(What you are asked to do) Copy the lines from the one containing "Someone flagged moving" to the one containing "[117,101,152,120]", changing "advertising billboard" to "roadside billboard" and leaving the rest unchanged.
**** Dataset rows ****
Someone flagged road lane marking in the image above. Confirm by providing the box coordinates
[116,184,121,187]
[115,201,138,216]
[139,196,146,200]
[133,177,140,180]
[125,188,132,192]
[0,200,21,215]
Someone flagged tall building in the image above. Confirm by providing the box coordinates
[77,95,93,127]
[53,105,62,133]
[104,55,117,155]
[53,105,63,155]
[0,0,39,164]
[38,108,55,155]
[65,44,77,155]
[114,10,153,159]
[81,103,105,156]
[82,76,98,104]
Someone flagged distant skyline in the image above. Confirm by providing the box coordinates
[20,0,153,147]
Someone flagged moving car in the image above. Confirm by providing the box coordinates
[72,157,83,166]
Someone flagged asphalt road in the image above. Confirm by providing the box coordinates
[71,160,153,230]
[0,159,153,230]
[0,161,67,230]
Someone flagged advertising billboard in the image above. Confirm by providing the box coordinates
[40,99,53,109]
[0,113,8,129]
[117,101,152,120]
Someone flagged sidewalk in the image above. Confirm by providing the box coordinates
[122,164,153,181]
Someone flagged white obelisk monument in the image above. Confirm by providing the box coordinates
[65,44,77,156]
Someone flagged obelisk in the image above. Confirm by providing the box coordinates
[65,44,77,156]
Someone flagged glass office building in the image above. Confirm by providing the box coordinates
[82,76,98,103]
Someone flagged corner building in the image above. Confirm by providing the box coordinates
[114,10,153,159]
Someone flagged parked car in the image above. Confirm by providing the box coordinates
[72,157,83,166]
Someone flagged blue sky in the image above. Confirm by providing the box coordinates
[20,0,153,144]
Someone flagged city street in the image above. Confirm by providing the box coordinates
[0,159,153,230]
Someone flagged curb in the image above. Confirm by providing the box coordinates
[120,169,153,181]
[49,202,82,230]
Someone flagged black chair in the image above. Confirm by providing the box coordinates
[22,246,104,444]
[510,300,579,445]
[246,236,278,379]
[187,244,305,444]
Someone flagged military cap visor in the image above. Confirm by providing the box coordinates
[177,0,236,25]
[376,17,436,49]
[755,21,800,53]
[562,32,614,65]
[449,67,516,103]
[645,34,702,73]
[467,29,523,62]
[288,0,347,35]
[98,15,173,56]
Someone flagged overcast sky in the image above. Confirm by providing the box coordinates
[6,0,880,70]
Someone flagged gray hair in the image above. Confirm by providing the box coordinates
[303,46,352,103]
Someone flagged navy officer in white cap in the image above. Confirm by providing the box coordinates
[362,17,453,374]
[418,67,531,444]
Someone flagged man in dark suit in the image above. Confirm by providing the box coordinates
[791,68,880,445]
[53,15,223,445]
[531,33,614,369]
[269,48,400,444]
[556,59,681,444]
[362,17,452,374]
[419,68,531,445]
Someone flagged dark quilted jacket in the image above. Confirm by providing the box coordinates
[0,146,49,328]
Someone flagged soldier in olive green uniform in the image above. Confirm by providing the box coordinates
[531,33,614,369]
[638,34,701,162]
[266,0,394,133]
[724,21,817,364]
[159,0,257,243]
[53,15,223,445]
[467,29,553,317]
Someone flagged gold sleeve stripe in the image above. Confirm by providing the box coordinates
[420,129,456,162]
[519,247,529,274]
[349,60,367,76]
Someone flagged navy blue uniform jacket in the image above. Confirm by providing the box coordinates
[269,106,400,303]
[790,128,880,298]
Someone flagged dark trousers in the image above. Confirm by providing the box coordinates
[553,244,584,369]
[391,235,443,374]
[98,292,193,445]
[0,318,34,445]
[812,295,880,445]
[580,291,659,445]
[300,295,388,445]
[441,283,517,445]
****
(Response)
Someone flagged moving car in the image above. Confirm by providing the box coordinates
[72,157,83,166]
Someone flagged asphalt road in the image above. Confirm by providing the box coordinates
[71,160,153,230]
[0,159,153,230]
[0,161,67,230]
Someone flagged roadside billboard in the image above. Confirm by providing the box coordinates
[40,99,53,109]
[0,113,8,129]
[117,101,152,120]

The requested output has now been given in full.